> _Challenge_:
Output all records precisely as written.

Labeled-object pointing entries:
▬▬▬
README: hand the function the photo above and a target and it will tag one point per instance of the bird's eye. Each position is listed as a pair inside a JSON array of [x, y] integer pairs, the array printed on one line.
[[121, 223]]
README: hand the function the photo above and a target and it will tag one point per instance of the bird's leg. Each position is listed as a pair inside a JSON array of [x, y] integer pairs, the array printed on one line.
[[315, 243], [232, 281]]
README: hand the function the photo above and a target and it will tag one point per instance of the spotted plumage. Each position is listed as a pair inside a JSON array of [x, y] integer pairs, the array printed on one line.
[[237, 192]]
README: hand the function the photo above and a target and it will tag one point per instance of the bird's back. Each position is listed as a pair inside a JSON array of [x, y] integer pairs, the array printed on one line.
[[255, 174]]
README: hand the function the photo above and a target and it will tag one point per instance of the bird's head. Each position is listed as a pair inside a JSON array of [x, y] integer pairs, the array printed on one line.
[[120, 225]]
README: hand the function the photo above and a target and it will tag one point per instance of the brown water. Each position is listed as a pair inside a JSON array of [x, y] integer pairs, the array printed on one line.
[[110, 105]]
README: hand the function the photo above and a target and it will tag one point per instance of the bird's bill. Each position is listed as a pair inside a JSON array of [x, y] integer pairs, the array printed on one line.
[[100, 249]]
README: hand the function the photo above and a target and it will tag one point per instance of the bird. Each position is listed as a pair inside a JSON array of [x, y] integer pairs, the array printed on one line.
▬▬▬
> _Correct output_:
README: hand the function the photo above and a target and it will tag one point per instance of the bird's eye. Each position is listed as a pair inside a JSON array of [x, y] integer pairs, the array printed on one line.
[[121, 223]]
README: hand the function the photo above and a target and it will tag one point per instance of the bird's leg. Each position is listed as a pair inside a JSON array of [x, y] integer pairs, the array printed on one line.
[[315, 243], [232, 281]]
README: hand the function the photo above and a target and it will tag one point per instance of the spotted plumage. Each position is listed as a pair inside a JSON array of [x, y] integer pairs, the array printed on one line.
[[237, 192]]
README: hand the function the photo above and a target and it will tag one point per instance of the bird's back. Each position is listed as a pair inside a JSON array of [x, y] integer pairs, the array printed on one line.
[[255, 174]]
README: hand the function the photo above and a target and it will tag one point per instance of the bird's head. Each position is listed as a pair inside a JSON array of [x, y] integer pairs, the array printed on one line.
[[120, 225]]
README: hand the function the photo above and a target and it will tag one point per instance of the brown water. Each position is listed as a pair inside a JSON array of [x, y] integer pairs, the array printed on one line.
[[110, 105]]
README: hand the function the photo above and a target and it will tag one point per instance of the bird's bill. Each position is listed as a pair inside a JSON array of [x, y] integer pairs, the array printed on one line.
[[100, 249]]
README: hand the function the photo above and a target and it will tag one point per instance of the bird. Each position is listed as a pair inside a JSON array of [x, y] integer pairs, the array printed on one line.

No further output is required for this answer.